● **STATED EXERCISE**: Starting with the line containing "Where can you spot the rocky cliff" and continuing through the end of the items, reproduce every line, requests included, but offset each point coordinate in the answers by adding 93 to it. Leave the pictures out of your answer.

● **PROVIDED MATERIAL**:
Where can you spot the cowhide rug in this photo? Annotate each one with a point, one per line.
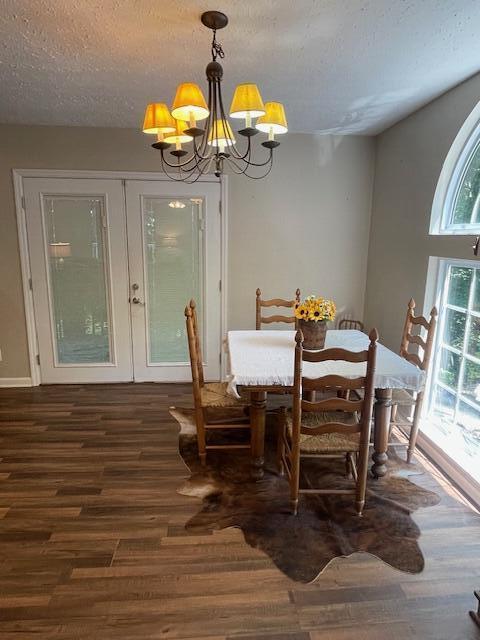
(325, 528)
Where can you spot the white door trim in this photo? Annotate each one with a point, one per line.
(18, 177)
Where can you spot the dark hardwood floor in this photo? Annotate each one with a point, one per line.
(93, 545)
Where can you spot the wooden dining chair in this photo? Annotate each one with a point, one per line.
(331, 427)
(349, 323)
(274, 302)
(401, 397)
(210, 396)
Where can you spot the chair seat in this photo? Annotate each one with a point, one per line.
(215, 394)
(326, 442)
(402, 397)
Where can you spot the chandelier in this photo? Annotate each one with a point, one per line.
(204, 126)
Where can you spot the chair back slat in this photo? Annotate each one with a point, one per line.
(414, 339)
(332, 382)
(420, 320)
(277, 302)
(274, 302)
(413, 358)
(192, 349)
(349, 323)
(421, 360)
(277, 318)
(333, 427)
(198, 346)
(335, 354)
(363, 407)
(332, 404)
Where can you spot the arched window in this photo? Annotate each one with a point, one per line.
(456, 205)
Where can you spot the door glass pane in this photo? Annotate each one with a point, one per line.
(454, 328)
(459, 286)
(473, 345)
(77, 269)
(173, 264)
(449, 368)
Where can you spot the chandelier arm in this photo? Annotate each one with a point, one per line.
(202, 150)
(269, 163)
(184, 178)
(261, 164)
(233, 147)
(180, 165)
(264, 175)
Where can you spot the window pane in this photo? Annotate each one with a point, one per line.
(459, 286)
(76, 256)
(466, 205)
(476, 291)
(471, 380)
(469, 418)
(173, 255)
(449, 369)
(454, 332)
(473, 345)
(443, 404)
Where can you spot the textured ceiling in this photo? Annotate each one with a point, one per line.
(343, 66)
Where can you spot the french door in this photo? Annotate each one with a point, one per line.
(113, 264)
(174, 249)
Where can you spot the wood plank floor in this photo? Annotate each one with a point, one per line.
(93, 545)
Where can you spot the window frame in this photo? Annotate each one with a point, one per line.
(457, 162)
(441, 298)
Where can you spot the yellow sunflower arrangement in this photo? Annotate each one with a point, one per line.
(315, 309)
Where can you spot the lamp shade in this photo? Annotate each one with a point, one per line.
(189, 101)
(221, 134)
(158, 119)
(274, 119)
(247, 101)
(179, 134)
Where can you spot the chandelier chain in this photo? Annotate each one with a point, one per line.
(217, 49)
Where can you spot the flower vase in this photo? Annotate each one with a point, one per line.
(313, 334)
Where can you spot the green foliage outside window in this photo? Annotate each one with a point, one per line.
(468, 193)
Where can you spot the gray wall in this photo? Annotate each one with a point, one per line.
(409, 159)
(306, 225)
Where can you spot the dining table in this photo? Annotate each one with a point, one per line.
(262, 361)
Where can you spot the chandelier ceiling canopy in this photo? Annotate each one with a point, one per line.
(204, 126)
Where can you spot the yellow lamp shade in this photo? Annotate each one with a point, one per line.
(221, 134)
(274, 119)
(178, 135)
(247, 101)
(189, 101)
(158, 119)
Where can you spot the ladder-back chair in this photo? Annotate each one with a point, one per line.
(402, 397)
(349, 323)
(208, 397)
(331, 427)
(274, 302)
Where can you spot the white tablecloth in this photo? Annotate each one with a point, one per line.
(265, 358)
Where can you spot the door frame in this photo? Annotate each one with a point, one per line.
(20, 174)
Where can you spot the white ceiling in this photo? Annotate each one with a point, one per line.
(343, 66)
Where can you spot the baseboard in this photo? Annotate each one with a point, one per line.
(450, 468)
(15, 382)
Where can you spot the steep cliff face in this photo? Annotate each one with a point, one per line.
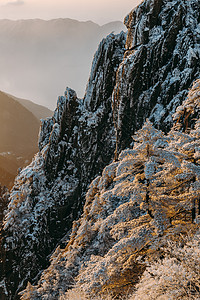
(75, 144)
(161, 61)
(138, 203)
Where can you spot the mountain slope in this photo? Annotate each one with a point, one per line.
(72, 151)
(53, 53)
(39, 111)
(79, 141)
(131, 210)
(160, 64)
(19, 129)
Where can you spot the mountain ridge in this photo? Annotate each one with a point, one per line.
(79, 141)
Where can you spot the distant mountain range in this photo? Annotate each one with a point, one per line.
(38, 58)
(19, 128)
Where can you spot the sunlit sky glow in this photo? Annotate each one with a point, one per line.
(99, 11)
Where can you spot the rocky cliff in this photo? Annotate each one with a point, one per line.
(149, 79)
(162, 59)
(75, 144)
(140, 202)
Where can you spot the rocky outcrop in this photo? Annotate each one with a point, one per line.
(161, 61)
(75, 145)
(131, 211)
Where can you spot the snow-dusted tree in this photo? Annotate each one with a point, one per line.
(164, 174)
(175, 277)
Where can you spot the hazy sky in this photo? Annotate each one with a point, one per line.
(100, 11)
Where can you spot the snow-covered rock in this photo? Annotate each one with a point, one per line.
(161, 61)
(121, 216)
(75, 145)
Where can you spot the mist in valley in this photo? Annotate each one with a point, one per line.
(39, 58)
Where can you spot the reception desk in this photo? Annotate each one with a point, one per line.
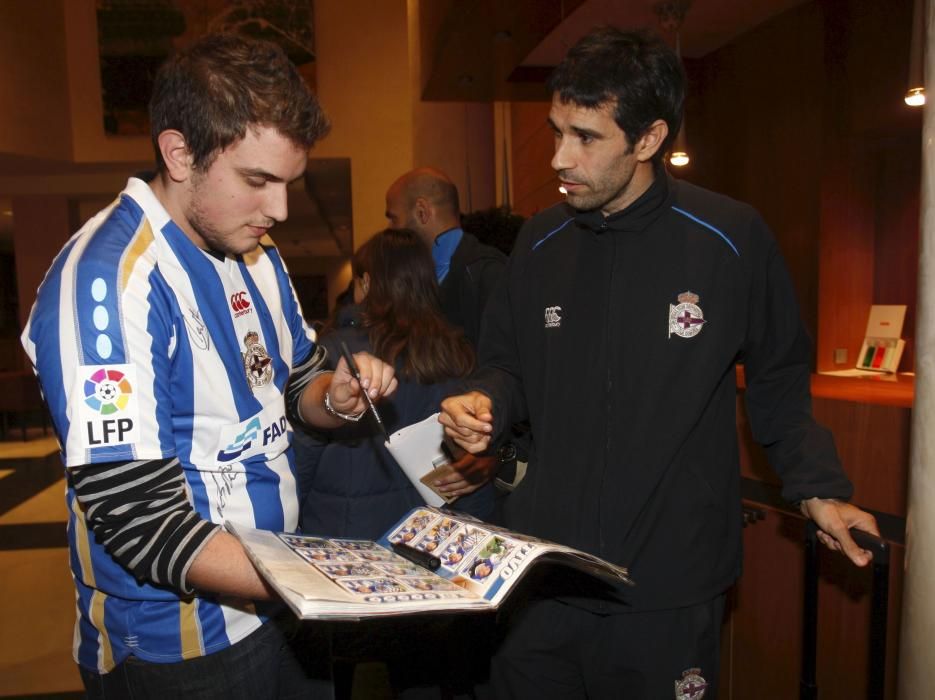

● **RESPONSE BELOW**:
Where can you spot the rocky cliff in this photo? Annotate each one with a point, one per line.
(242, 172)
(255, 152)
(168, 237)
(233, 295)
Where can you spot the rocky outcrop in this photo? Annotate each one with a point, one per line.
(254, 154)
(168, 238)
(224, 304)
Where can you spot the snow-dusted tree in this photo? Annotate each one with a point, one per line.
(257, 267)
(268, 370)
Where can you spot the hazy sky in this photo? Annotate each one with a point, one per line.
(193, 104)
Where can you spot the snow-covered rock in this photo? Annotate each one with a point, one per line.
(254, 154)
(214, 309)
(168, 238)
Where can you spot the mist in valley in this photo? Annotate each one with a point, one per line.
(132, 151)
Where can you spot the reception desk in this photo? Annotate each one with a point, one per line.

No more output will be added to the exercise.